=== Reading passage ===

ArgParser --> RunWebScraper

ArgParser : -parser
ArgParser : +parsed_args
ArgParser : -create_argparser()
ArgParser : -get_arguments()
ArgParser : -check_positive_number()
ArgParser : -check_valid_sorting()
ArgParser : -check_is_valid_filters()
ArgParser : -check_is_valid_file_path()


RunScraping --> ScraperUI

RunScraping --> BookCollection

BookCollection --> Book

RunScraping --> JsonFile

ScraperUI : +arguments
ScraperUI : +scraper_db
ScraperUI : +book_filter
ScraperUI : +start_scraping()
ScraperUI : +dump_data()
ScraperUI : -concat_url()
ScraperUI : -unpack_data()
ScraperUI : +dump_data()
ScraperUI : -gather_data()

ScraperUI --> ScraperDatabase
ScraperUI --> ScraperArguments
ScraperUI --> BookFilters

ScraperArguments : +genres
ScraperArguments : +number_of_books
ScraperArguments : +title
ScraperArguments : +filters
ScraperArguments : +keywords
ScraperArguments : +sorting
ScraperArguments : +titles
ScraperArguments : -get_genres()
ScraperArguments : -get_titles_from_json()

ScraperDatabase : +urls_to_be_scraped
ScraperDatabase : +pages_to_be_parsed
ScraperDatabase : +roll_data
ScraperDatabase : +fetch_all()

BookFilters : +filters
BookFilters : +words
BookFilters : +title
BookFilters : +titles
BookFilters : -check_filter()
BookFilters : +unpack_filters()
BookFilters : -check_is_match(()
BookFilters : -check_book()
BookFilters : -check_title()
BookFilters : -check_titles()
BookFilters : -get_list_of_words_from_str()
BookFilters : -check_description()
BookFilters : +filtering()


ScraperUI --|> ScraperCollectiveBooksPage
ScraperCollectiveBooksPage : +urls_of_books
ScraperCollectiveBooksPage : -get_next_page_url()
ScraperCollectiveBooksPage : -get_books_link()
ScraperCollectiveBooksPage : +get_books_categories()
ScraperCollectiveBooksPage : +request_pages_optimised()
ScraperCollectiveBooksPage : +get_books_url_and_next_page_url

ScraperCollectiveBooksPage --|> ScraperSingleBookPageMixin

ScraperSingleBookPageMixin : -request_custom()
ScraperSingleBookPageMixin : +get_soup_of_page()
ScraperSingleBookPageMixin : -get_description()
ScraperSingleBookPageMixin : -get_title()
ScraperSingleBookPageMixin : -get_price()
ScraperSingleBookPageMixin : -get_availability()
ScraperSingleBookPageMixin : -convert_rating()
ScraperSingleBookPageMixin : -get_rating()
ScraperSingleBookPageMixin : +scrape_init()
ScraperSingleBookPageMixin : +clean_collected_data_one_url()
ScraperSingleBookPageMixin : -get_img()
ScraperSingleBookPageMixin : -get_upc()        

JsonFile : +output_file
JsonFile : +set_output_file_path()
JsonFile : +create()
JsonFile : +read()
JsonFile : +check_date()
JsonFile : +current_date()

BookCollection : +books
BookCollection : +sorted_books
BookCollection : +books_imgs_urls
BookCollection : +book_images
BookCollection : +sorted_books_dict
BookCollection : -fill_books_collection()
BookCollection : -fill_books_url()

===

■ **Goal 1**: Please copy the rows below word for word, from the first row through the line containing "output: one JSON".

=== Source records ===

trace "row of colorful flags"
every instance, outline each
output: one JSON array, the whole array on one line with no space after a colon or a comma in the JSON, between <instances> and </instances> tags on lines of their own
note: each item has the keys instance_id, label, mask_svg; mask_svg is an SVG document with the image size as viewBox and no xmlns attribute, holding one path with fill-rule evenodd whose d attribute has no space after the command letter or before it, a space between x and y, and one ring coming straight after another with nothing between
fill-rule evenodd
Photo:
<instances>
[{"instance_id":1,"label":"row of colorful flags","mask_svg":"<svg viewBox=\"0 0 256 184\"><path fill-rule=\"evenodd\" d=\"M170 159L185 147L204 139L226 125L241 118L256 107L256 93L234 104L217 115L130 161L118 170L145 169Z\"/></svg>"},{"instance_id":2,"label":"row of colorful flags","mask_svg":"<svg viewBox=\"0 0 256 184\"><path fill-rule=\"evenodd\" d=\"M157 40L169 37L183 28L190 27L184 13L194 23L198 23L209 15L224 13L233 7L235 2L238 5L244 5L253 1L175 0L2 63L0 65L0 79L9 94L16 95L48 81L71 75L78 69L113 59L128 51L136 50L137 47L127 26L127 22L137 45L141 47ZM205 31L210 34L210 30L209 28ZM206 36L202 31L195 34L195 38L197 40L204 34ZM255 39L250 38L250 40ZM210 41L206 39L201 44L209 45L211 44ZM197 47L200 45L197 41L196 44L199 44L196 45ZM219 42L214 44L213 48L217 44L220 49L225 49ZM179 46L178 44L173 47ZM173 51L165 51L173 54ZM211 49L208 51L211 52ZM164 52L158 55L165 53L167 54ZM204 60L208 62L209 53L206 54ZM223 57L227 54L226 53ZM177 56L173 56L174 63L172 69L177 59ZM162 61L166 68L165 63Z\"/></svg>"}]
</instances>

===

■ **Goal 2**: List every method that the class diagram gives for JsonFile.

■ **Task solution 1**:
trace "row of colorful flags"
every instance, outline each
output: one JSON array, the whole array on one line with no space after a colon or a comma in the JSON, between <instances> and </instances> tags on lines of their own

■ **Task solution 2**:
set_output_file_path()
create()
read()
check_date()
current_date()